GOAL >>
Express each of the records below as a JSON list of strings, with one string per line and blank lines left out.
── THE RECORDS
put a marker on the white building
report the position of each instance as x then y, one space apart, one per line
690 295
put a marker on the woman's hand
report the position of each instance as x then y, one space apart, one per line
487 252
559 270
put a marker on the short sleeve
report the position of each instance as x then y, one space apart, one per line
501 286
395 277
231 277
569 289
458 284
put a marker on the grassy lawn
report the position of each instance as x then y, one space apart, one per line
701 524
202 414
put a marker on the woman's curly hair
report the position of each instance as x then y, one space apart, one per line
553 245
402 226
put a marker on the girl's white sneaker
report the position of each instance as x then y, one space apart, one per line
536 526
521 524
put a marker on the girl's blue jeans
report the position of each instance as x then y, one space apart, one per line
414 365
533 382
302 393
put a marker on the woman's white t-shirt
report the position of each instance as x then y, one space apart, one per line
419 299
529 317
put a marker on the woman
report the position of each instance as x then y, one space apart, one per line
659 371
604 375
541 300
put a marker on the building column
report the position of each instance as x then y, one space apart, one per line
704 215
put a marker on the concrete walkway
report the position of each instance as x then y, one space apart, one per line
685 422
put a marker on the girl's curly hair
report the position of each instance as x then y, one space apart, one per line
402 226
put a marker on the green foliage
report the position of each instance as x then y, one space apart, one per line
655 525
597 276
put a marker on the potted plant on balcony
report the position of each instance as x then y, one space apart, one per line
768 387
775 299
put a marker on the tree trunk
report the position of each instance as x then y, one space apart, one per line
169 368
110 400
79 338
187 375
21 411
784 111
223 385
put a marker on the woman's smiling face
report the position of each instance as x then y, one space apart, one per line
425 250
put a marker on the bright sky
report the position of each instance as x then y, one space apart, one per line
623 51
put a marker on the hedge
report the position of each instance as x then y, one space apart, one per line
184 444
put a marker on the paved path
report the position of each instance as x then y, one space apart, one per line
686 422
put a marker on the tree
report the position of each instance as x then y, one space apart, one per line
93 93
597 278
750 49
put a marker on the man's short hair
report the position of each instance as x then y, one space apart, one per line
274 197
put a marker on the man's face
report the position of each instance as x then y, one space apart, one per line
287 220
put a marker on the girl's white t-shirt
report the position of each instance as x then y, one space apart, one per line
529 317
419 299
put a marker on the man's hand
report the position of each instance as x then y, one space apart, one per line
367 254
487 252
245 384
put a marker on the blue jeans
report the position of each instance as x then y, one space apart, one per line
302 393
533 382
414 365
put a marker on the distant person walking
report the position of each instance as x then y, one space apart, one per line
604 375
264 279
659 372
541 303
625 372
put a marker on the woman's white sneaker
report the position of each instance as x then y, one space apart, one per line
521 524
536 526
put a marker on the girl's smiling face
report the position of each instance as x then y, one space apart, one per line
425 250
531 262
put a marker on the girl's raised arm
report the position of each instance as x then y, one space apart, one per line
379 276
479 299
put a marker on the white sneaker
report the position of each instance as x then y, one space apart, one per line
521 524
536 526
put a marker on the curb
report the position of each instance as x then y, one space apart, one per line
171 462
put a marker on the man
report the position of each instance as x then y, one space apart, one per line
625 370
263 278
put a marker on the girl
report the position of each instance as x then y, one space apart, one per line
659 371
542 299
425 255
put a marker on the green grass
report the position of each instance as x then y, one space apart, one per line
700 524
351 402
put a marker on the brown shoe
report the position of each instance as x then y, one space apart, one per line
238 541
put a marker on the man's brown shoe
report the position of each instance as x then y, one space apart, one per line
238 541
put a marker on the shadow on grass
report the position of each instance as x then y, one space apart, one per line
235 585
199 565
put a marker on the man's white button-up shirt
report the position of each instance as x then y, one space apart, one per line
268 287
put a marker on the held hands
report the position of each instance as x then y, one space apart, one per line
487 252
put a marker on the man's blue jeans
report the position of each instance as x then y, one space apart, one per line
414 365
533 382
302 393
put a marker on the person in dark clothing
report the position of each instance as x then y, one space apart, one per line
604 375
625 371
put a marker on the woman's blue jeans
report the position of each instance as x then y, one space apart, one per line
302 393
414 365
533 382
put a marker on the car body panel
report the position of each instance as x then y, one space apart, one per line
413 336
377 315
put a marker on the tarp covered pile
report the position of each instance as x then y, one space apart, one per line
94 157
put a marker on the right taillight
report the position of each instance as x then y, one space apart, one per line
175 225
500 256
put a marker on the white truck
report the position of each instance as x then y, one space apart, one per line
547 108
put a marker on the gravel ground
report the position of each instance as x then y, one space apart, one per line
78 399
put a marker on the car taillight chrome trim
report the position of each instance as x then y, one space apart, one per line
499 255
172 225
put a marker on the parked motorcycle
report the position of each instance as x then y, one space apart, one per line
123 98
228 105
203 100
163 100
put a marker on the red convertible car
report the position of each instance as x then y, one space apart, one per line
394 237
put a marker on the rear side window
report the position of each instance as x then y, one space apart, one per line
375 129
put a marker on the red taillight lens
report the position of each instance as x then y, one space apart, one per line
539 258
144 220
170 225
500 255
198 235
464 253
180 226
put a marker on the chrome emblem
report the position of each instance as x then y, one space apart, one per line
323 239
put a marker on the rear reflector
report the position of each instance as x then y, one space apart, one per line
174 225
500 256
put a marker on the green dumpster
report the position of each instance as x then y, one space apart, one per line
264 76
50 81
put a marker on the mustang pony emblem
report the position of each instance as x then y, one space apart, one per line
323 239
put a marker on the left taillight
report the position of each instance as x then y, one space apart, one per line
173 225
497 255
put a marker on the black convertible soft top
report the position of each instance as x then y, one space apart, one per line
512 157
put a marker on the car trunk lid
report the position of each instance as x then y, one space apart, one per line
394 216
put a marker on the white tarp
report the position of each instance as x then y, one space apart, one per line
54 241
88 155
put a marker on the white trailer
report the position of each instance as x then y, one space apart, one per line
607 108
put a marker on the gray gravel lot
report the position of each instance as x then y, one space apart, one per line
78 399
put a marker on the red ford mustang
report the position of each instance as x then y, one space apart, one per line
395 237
────
COMPLETE RESPONSE >>
[
  "put a marker on the white building",
  "report the position of each instance as x then y, one space apart, one per line",
  "690 295",
  "put a marker on the woman's hand",
  "report the position of each instance as x then y, one space apart, one per line",
  "487 252",
  "559 270",
  "put a marker on the short sleeve",
  "report the position of each instance as x then y, one space apart, one per line",
  "501 286",
  "395 277",
  "231 277",
  "569 289",
  "458 284",
  "put a marker on the grassy lawn",
  "report the position of each instance as x then y, one space apart, one per line",
  "701 524",
  "202 414",
  "put a marker on the woman's curly hair",
  "report the position of each instance as x then y, one space apart, one per line",
  "553 245",
  "402 226",
  "put a marker on the girl's white sneaker",
  "report the position of each instance as x then y, one space apart, one per line",
  "536 526",
  "521 524",
  "put a marker on the girl's blue jeans",
  "report the position of each instance as x then y, one space apart, one per line",
  "414 365",
  "533 382",
  "302 393",
  "put a marker on the woman's white t-shirt",
  "report the position of each instance as x then y, one space apart, one per line",
  "419 299",
  "529 317",
  "put a marker on the woman",
  "report the position of each instance as x then y, one space apart, one per line",
  "659 371",
  "604 375",
  "541 300",
  "put a marker on the building column",
  "report the position of each instance as x then y, one space apart, one per line",
  "704 215",
  "put a marker on the concrete walkway",
  "report the position of each instance as x then y, one space apart, one per line",
  "685 422",
  "put a marker on the girl's curly hair",
  "report the position of each instance as x then y, one space apart, one per line",
  "402 226",
  "put a marker on the green foliage",
  "report the position of each instance as x then y, one space apart, one per line",
  "655 525",
  "597 276",
  "put a marker on the potted plant on balcony",
  "report the position of each instance as x then y, one space apart, one per line",
  "768 387",
  "775 299",
  "put a marker on the tree trunk",
  "report the position of each instance as x then y, one space apart, one per line",
  "169 368",
  "110 400",
  "79 338",
  "187 375",
  "21 411",
  "784 111",
  "223 385",
  "put a marker on the woman's smiling face",
  "report the position of each instance as x then y, one space apart, one per line",
  "425 250",
  "put a marker on the bright sky",
  "report the position of each instance as x then y, one space apart, one per line",
  "623 51",
  "put a marker on the hedge",
  "report the position of each instance as x then y, one space apart, one per line",
  "184 444",
  "put a marker on the paved path",
  "report the position of each instance as x then y, one space apart, one per line",
  "686 422",
  "put a marker on the tree",
  "report the position of each instance as x then y, one space apart, one per line",
  "93 93",
  "597 278",
  "750 49",
  "put a marker on the man's short hair",
  "report the position of each instance as x then y, one space apart, one per line",
  "274 197",
  "put a marker on the man's face",
  "report the position of each instance as x then y, one space apart, one per line",
  "287 220",
  "put a marker on the girl's white t-shirt",
  "report the position of each instance as x then y, one space apart, one per line",
  "529 317",
  "419 299",
  "put a marker on the man's hand",
  "report the position of each instance as x then y, one space apart, one per line",
  "367 254",
  "487 252",
  "245 384",
  "put a marker on the blue jeans",
  "report the position of each instance as x then y, one space apart, one per line",
  "302 393",
  "533 382",
  "414 365",
  "put a marker on the distant person walking",
  "report the position of each instance as x then y, one space apart, one per line",
  "604 375",
  "264 279",
  "659 372",
  "541 303",
  "625 372",
  "put a marker on the woman's white sneaker",
  "report the position of each instance as x then y, one space apart, one per line",
  "521 524",
  "536 526",
  "put a marker on the girl's smiling face",
  "report the position of each instance as x then y, one space apart, one per line",
  "425 250",
  "531 262",
  "put a marker on the girl's raised arm",
  "report the position of each instance as x then y, one space apart, one per line",
  "379 276",
  "479 299",
  "put a marker on the white sneaker",
  "report the position of each instance as x then y, one space apart, one per line",
  "521 524",
  "536 526",
  "put a marker on the curb",
  "report the position of each instance as x then y, one space apart, one per line",
  "171 462",
  "put a marker on the man",
  "report the position of each instance as x then y, one space apart, one per line",
  "625 370",
  "263 278",
  "put a marker on the girl",
  "report the position of each instance as x then y, one space apart, one per line",
  "659 371",
  "542 299",
  "425 255",
  "put a marker on the green grass",
  "report the position of each instance as x then y, one space apart, one per line",
  "700 524",
  "351 402",
  "put a marker on the brown shoe",
  "report the position of each instance as x then y, one space apart, one per line",
  "238 541",
  "put a marker on the man's brown shoe",
  "report the position of each instance as x then y, one space apart, one per line",
  "238 541",
  "put a marker on the shadow on grass",
  "report the position of each instance as x then y, one space apart, one per line",
  "235 585",
  "199 565",
  "put a marker on the man's white button-up shirt",
  "report the position of each instance as x then y, one space apart, one per line",
  "268 287",
  "put a marker on the held hands",
  "report the position of each instance as x then y, one space apart, one per line",
  "487 252",
  "put a marker on the man's blue jeans",
  "report the position of each instance as x then y, one space apart, one per line",
  "414 365",
  "533 382",
  "302 393",
  "put a marker on the person in dark clothing",
  "report the position of each instance as x then y, one space apart, one per line",
  "604 375",
  "625 371",
  "put a marker on the woman's blue jeans",
  "report the position of each instance as x then y, one space apart, one per line",
  "302 393",
  "414 365",
  "533 382",
  "put a marker on the car body panel",
  "report the position of each instance as x then y, one space apart, one per line",
  "413 336",
  "377 315",
  "put a marker on the tarp covered pile",
  "report the position of each instance as x then y, one space apart, one per line",
  "94 157",
  "put a marker on the right taillight",
  "report the position of each instance as x then y, one space apart, one per line",
  "175 225",
  "500 256",
  "put a marker on the white truck",
  "report the position of each instance as x then y, one space apart, one per line",
  "547 108",
  "put a marker on the gravel ground",
  "report the position of each instance as x then y, one space apart, one per line",
  "78 399",
  "put a marker on the car taillight chrome trim",
  "report the position of each instance as x then y, one space apart, one per line",
  "499 255",
  "172 225",
  "put a marker on the parked motorcycle",
  "report the position of each instance as x then y, one space apart, one per line",
  "123 98",
  "228 105",
  "203 100",
  "163 100",
  "put a marker on the red convertible car",
  "report the position of each instance as x then y, one space apart, one per line",
  "394 237",
  "put a marker on the rear side window",
  "report the position of each instance as x then y, one space apart, one per line",
  "375 129",
  "put a marker on the red taillight lens",
  "report the position of each instance as x then y, one space apart, one per line",
  "539 258",
  "144 220",
  "170 225",
  "500 255",
  "198 235",
  "464 253",
  "180 226",
  "put a marker on the chrome emblem",
  "report the position of each instance as x then y, one space apart, one per line",
  "323 239",
  "put a marker on the rear reflector",
  "report the position of each instance as x then y, one space apart, one per line",
  "174 225",
  "500 256",
  "put a marker on the green dumpster",
  "report the position of each instance as x then y, one space apart, one per line",
  "264 76",
  "50 81",
  "put a marker on the mustang pony emblem",
  "report the position of each instance as x then y, one space apart, one per line",
  "323 239",
  "put a marker on the left taillight",
  "report the position of each instance as x then y, one space apart, one per line",
  "173 225",
  "497 255",
  "put a marker on the black convertible soft top",
  "report the position of each instance as x then y, one space apart, one per line",
  "512 157",
  "put a marker on the car trunk lid",
  "report the position of each instance as x then y, one space apart, one per line",
  "394 216",
  "put a marker on the white tarp",
  "report the position of each instance as x then y, one space apart, one per line",
  "54 241",
  "88 155",
  "put a marker on the white trailer",
  "report the position of each instance as x then y, one space apart, one per line",
  "607 108",
  "put a marker on the gray gravel lot",
  "report the position of each instance as x then y, one space apart, one per line",
  "78 399",
  "put a marker on the red ford mustang",
  "report the position of each instance as x then y, one space apart, one per line",
  "395 237"
]